*EXERCISE AIM*: Search the data for the string "gravel" and copy each line where it turns up.

*AVAILABLE DATA*:
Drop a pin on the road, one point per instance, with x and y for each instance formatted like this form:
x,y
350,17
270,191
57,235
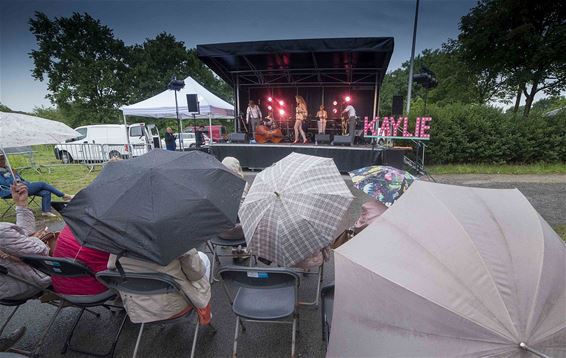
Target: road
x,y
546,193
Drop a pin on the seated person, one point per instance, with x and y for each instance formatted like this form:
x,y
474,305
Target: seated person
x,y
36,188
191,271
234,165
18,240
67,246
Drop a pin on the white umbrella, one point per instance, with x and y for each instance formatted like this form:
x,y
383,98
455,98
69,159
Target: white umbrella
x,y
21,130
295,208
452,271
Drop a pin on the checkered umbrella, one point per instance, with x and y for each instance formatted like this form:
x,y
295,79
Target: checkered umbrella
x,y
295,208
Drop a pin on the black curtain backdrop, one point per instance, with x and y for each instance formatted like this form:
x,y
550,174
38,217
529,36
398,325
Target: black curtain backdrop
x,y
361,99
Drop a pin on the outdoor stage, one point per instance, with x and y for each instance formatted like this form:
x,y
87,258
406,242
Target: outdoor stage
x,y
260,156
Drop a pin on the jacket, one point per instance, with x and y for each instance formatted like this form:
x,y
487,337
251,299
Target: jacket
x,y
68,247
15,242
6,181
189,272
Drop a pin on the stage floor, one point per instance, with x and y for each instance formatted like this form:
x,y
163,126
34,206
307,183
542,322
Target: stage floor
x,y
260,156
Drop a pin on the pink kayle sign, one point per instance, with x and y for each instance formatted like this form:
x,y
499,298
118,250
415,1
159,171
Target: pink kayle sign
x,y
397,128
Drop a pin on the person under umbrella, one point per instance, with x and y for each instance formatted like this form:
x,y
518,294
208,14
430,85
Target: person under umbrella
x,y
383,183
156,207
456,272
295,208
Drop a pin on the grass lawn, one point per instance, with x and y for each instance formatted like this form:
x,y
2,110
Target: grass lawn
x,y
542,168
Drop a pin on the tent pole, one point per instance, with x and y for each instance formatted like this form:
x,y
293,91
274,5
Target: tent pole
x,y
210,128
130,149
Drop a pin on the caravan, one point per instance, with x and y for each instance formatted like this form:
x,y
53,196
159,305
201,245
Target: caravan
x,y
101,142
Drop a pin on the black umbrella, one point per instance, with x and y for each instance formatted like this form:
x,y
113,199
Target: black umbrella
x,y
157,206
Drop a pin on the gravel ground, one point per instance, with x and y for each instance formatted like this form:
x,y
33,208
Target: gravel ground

==

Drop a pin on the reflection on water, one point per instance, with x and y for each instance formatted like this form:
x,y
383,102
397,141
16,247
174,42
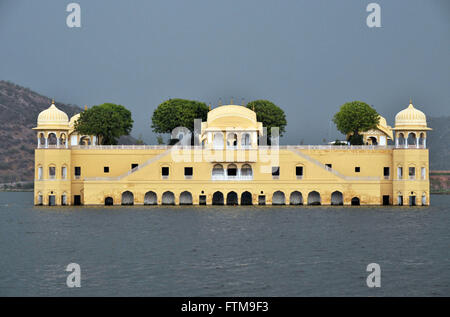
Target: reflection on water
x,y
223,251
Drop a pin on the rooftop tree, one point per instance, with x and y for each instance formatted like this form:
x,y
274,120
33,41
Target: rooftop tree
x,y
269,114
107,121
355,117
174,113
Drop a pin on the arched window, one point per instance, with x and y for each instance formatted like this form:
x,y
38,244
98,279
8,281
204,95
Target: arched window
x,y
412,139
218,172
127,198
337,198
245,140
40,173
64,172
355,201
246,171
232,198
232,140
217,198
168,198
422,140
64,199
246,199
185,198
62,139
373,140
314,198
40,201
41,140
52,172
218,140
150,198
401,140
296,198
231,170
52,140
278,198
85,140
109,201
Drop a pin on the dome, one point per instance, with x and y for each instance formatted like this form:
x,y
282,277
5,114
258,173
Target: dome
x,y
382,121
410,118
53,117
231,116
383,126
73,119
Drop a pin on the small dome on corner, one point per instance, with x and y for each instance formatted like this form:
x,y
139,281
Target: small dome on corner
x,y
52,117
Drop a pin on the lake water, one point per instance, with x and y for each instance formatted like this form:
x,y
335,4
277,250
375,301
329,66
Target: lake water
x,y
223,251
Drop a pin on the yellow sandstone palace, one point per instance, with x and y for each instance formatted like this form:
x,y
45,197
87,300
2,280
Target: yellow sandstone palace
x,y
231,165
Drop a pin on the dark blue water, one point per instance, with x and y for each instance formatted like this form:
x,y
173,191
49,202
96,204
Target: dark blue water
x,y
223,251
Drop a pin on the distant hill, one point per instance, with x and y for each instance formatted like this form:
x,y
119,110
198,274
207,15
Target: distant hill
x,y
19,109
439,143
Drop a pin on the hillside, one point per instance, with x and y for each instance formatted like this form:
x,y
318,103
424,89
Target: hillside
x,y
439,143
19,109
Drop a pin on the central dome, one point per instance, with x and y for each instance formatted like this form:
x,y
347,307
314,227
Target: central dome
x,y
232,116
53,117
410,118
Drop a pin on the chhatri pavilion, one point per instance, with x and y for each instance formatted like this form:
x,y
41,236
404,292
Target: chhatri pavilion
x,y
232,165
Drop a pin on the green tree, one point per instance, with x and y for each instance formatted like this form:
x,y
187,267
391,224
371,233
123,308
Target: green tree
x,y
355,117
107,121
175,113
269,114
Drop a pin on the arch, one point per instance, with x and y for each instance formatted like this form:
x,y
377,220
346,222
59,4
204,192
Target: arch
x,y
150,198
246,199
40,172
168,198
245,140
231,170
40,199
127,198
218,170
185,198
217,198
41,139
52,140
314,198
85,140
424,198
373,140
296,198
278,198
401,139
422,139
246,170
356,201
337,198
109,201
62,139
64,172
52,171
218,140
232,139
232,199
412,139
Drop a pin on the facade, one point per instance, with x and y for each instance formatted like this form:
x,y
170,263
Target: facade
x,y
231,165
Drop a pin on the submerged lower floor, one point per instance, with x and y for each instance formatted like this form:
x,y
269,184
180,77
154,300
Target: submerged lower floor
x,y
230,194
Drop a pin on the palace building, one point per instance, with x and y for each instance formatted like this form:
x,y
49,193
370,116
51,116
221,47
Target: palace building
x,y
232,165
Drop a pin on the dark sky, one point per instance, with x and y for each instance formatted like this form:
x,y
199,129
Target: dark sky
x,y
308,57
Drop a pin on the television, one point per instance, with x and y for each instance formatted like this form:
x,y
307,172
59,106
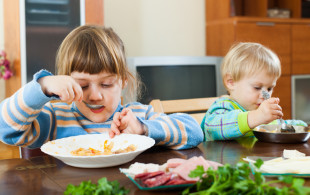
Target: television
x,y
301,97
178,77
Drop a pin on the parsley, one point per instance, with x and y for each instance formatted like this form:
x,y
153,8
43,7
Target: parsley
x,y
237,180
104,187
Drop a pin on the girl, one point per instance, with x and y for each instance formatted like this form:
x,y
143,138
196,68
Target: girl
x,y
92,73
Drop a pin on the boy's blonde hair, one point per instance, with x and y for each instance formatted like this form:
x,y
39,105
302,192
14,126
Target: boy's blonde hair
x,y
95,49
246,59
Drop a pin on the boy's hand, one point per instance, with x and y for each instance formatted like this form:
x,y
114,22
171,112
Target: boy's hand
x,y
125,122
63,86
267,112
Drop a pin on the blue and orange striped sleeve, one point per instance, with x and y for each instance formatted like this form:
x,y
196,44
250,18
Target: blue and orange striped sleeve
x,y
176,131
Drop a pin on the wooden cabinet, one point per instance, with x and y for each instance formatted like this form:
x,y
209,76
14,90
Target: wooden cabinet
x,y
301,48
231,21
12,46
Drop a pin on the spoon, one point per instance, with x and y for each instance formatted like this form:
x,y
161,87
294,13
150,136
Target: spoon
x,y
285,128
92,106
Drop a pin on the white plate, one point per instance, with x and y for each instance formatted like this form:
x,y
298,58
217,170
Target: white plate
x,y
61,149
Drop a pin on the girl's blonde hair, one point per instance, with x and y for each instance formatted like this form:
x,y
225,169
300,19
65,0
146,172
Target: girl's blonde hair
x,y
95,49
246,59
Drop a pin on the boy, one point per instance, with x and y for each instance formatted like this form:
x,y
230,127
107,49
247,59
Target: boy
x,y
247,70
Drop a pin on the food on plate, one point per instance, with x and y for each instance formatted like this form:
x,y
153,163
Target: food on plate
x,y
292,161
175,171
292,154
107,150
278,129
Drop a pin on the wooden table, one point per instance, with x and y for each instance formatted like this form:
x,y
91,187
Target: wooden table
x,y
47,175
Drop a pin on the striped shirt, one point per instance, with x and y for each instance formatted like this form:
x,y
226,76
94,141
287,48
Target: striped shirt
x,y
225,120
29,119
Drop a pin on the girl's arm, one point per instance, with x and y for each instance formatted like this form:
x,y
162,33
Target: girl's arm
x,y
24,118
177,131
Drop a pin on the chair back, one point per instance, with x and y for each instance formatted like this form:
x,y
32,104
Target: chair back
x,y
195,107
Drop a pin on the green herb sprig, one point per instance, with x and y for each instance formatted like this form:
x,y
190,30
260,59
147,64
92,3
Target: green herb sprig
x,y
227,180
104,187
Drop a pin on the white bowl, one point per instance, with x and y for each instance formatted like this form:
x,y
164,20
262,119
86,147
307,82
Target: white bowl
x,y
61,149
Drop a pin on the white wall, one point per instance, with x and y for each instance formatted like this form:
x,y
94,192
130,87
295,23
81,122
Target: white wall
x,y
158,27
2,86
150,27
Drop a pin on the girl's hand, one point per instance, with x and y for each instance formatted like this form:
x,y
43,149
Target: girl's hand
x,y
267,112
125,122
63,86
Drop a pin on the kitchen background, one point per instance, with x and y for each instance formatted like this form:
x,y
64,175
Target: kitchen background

==

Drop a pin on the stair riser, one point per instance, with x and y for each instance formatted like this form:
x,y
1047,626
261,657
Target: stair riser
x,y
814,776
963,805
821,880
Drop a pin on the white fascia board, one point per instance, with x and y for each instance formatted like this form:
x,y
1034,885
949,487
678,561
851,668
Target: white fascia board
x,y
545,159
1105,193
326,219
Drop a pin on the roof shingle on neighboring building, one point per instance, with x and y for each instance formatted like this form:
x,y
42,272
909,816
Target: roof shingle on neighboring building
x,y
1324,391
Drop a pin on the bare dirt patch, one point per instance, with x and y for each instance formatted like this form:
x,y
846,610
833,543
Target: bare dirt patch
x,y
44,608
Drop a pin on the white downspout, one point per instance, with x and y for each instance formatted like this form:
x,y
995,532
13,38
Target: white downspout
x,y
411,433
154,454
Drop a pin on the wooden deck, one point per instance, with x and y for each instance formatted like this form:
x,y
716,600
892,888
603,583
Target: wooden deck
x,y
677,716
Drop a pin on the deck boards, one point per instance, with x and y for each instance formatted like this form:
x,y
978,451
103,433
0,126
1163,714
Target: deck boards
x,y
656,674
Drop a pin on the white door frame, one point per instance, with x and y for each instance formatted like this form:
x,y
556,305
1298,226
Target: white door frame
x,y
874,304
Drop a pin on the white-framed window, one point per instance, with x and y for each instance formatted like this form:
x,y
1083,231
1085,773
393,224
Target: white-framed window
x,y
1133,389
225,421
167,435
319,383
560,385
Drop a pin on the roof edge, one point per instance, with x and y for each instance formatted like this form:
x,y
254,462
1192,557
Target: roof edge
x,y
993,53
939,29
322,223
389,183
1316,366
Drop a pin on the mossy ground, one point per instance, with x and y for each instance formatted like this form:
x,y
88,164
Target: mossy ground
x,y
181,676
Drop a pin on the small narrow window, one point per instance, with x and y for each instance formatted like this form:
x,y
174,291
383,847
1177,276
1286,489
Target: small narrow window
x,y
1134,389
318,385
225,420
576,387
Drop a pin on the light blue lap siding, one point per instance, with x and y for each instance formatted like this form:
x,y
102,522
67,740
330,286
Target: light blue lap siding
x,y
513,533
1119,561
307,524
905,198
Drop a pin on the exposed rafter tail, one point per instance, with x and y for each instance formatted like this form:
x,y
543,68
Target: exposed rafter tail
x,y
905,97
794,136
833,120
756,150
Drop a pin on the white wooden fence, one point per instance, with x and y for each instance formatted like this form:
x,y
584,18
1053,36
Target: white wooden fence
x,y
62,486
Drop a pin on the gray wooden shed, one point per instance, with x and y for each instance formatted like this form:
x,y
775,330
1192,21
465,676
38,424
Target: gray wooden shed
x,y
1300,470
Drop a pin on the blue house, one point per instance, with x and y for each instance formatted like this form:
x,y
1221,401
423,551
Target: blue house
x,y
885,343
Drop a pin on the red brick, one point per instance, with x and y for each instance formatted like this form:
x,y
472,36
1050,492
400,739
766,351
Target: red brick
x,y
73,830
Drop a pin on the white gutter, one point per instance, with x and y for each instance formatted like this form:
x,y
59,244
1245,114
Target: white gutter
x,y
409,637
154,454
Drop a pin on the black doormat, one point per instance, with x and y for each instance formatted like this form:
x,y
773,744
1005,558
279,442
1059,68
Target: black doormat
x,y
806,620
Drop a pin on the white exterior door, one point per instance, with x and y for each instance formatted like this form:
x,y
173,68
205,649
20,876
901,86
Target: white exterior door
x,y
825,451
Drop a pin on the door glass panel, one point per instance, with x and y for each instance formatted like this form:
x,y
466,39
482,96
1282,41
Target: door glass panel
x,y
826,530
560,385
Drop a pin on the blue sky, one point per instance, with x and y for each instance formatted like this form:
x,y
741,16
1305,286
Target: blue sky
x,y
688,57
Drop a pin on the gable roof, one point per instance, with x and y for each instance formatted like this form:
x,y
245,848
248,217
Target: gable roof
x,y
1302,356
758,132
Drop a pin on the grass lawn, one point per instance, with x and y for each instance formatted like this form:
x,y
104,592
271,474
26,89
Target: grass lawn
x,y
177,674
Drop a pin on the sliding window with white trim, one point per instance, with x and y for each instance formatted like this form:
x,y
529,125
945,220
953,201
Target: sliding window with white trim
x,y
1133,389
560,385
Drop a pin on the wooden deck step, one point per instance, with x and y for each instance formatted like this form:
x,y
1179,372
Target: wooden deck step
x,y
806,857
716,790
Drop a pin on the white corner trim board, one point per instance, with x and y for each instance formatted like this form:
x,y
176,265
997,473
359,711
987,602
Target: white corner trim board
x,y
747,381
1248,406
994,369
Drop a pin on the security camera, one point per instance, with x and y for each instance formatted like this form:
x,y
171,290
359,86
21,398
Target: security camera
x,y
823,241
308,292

*FINISHED EXERCISE*:
Drop a pin on the gravel ground, one point per instance, with x and y for each instance formatted like this form:
Target: gravel ground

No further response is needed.